• Passage:
========================

Page MenuHomePhabricator

Create Docker image for Toolforge that is purpose built to run pywikibot scripts
Open, MediumPublic

Description

Many grid engine jobs are executions of pywikibot scripts. An unknown but presumably large number of these are using some variation of the recommended pywikibot process.

The WMCS team would like to find ways to reduce folks dependence on the grid engine. Making a simple way for folks to run pywikibot on the Kubernetes grid seems like a good place to start on this larger goal.

In response to a random musing on IRC, @JJMC89 reported that pywikibot makes a stable release ~4-7 times per year [ 1 ]. This seems like an easy pace to keep up with even without a CI/CD system for updating our Docker images.

I'm thinking a first attempt at this could look something like a docker image based on whatever our latest py3 base container is with pywikibot, its direct dependencies, and most/all of the currently globally installed python3 packages included. This would be similar to the upstream Dockerfile with a few other bells and whistles.

This image should also do as many convention over configuration things as possible with the ultimate goal being that running a pywikibot workload on the Kubernetes cluster looks something like (fake commands ahead!):

$ become my-cool-pwb-tool
$ pwb-k8s init
Checking for local scripts directory...
Local scripts directory not found. Creating $HOME/pwb
Checking for user files...
User files not found. Running generate_user_files.py
[whatever generate_user_files.py does happens here]
$ pwb-k8s run version.py
Pywikibot: [https] r-pywikibot-core.git (df69134, g1, 2020/03/30, 11:17:54, OUTDATED)
Release version: 3.1.dev0
requests version: 2.12.4
  cacerts: /etc/ssl/certs/ca-certificates.crt
    certificate test: ok
Python: 3.5.3 (default, Sep 27 2018, 17:25:39)
[GCC 6.3.0 20170516]
$ vim pwb/my_cool_script.py
$ pwb-k8s cron --hour 3 --minute 17 my_cool_script.py
CronJob created
$ kubectl get cronjob
NAME                    SCHEDULE     SUSPEND   ACTIVE   LAST SCHEDULE   AGE
my_cool_script.py       17 3 * * *   False     0        0m              0m
$ kubectl describe cronjob my_cool_script.py
Name:                          my_cool_script.py
Namespace:                     tool-my-cool-pwb-tool
Labels:                        name=my-cool-pwb-tool.my_cool_script.py
                               toolforge=tool
Annotations:                   <none>
Schedule:                      17 3 * * *
Concurrency Policy:            Allow
Suspend:                       False
Successful Job History Limit:  3
Failed Job History Limit:      1
Starting Deadline Seconds:     <unset>
Selector:                      <unset>
Parallelism:                   <unset>
Completions:                   <unset>
Pod Template:
  Labels:  toolforge=tool
  Containers:
   bot:
    Image:      docker-registry.tools.wmflabs.org/toolforge-python37-sssd-pwb:latest
    Port:       <none>
    Host Port:  <none>
    Args:
      python3
      /data/project/my-cool-pwb-tool/pwb/my_cool_script.py
    Environment:
      PYWIKIBOT_DIR:  /data/project/my-cool-pwb-tool/pwb
      HOME:           /data/project/my-cool-pwb-tool
    Mounts:           <none>
  Volumes:            <none>
Last Schedule Time:   <none>
Active Jobs:          <none>
Events:               <none>

Event Timeline

bd808 created this task.Apr 9 2020, 5:13 AM
bd808 updated the task description. (Show Details)Apr 9 2020, 5:27 AM
JHedden triaged this task as Medium priority.Apr 21 2020, 4:18 PM
Legoktm added a subscriber: Legoktm.May 9 2020, 6:29 PM

That all looks awesome, especially the cron part.

========================

• Material provided:
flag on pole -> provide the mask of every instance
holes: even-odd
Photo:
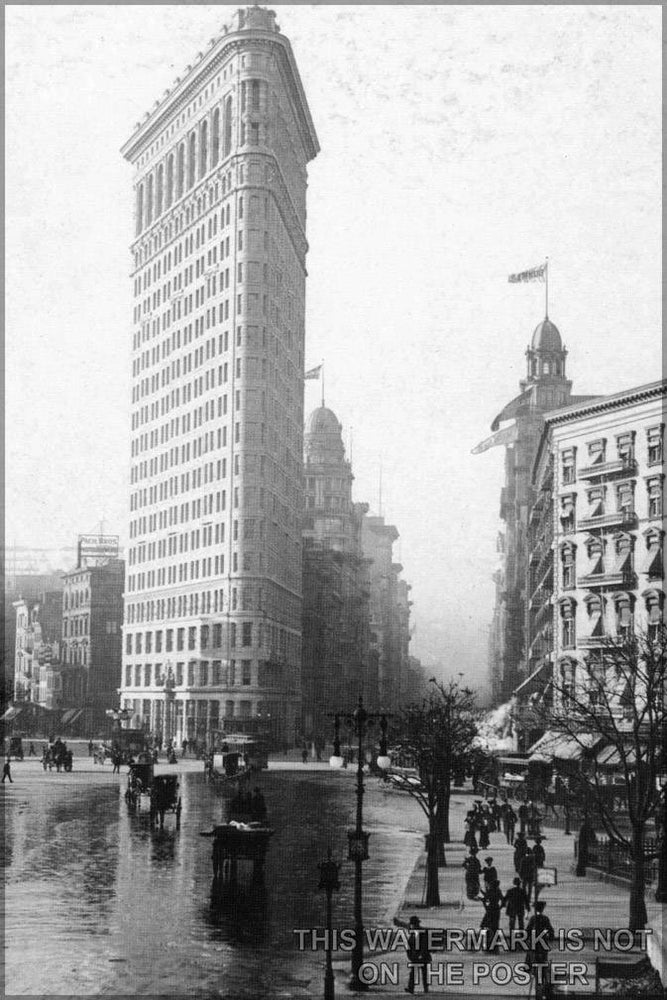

========================

• Task goal: Extend the Phabricator thread above about a Docker image for running pywikibot scripts on Toolforge, continuing from its last comment.

• Final answer:
generate_user_files.py will generate a user-config.py file which needs to be in $PYWIKIBOT2_DIR.

Also, if we could autogenerate the https://www.mediawiki.org/wiki/Manual:Pywikibot/OAuth/Wikimedia part that would be nice.

And the cron thing could automatically redirect logs (both stdout and stderr) to somewhere and rotate them.

Xqt added a subscriber: Xqt.May 9 2020, 7:47 PM

Just for the record: a stable release is deployed monthly after tests pass. Sometimes it needs some additional time to fix all known issues for that release. Every stable release is marked with the „stable“ tag. This is useful if the local repository is checked out from the remote repository (which also includes common scripts to be used) instead as a side package. The last stable release was published yesterday.

bd808 added a comment.May 13 2020, 8:11 PM

Also, if we could autogenerate the https://www.mediawiki.org/wiki/Manual:Pywikibot/OAuth/Wikimedia part that would be nice.

I think we could easily output a link to those instructions. I'm not sure that there is any reasonable way to actually automate submitting the grant request. If there was, I think that would be an XSS attack vector that we would need to fix on the MediaWiki side.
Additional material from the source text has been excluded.